*CHALLENGE*
Please render the part of the data that opens with the line containing "phrase -- concrete utility pole" and closes with its last line as a Markdown table. Use the columns Row and Line, and leave out blank lines.
___ MATERIAL FOR THIS EXERCISE ___
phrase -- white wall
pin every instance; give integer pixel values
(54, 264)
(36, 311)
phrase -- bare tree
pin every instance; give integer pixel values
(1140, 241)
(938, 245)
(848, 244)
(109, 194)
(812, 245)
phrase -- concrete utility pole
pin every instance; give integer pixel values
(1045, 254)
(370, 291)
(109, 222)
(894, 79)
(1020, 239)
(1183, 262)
___
*FULL ANSWER*
| Row | Line |
|---|---|
| 1 | phrase -- concrete utility pole |
| 2 | pin every instance; give integer pixel values |
| 3 | (1045, 254) |
| 4 | (370, 291) |
| 5 | (109, 222) |
| 6 | (894, 79) |
| 7 | (1020, 239) |
| 8 | (1183, 262) |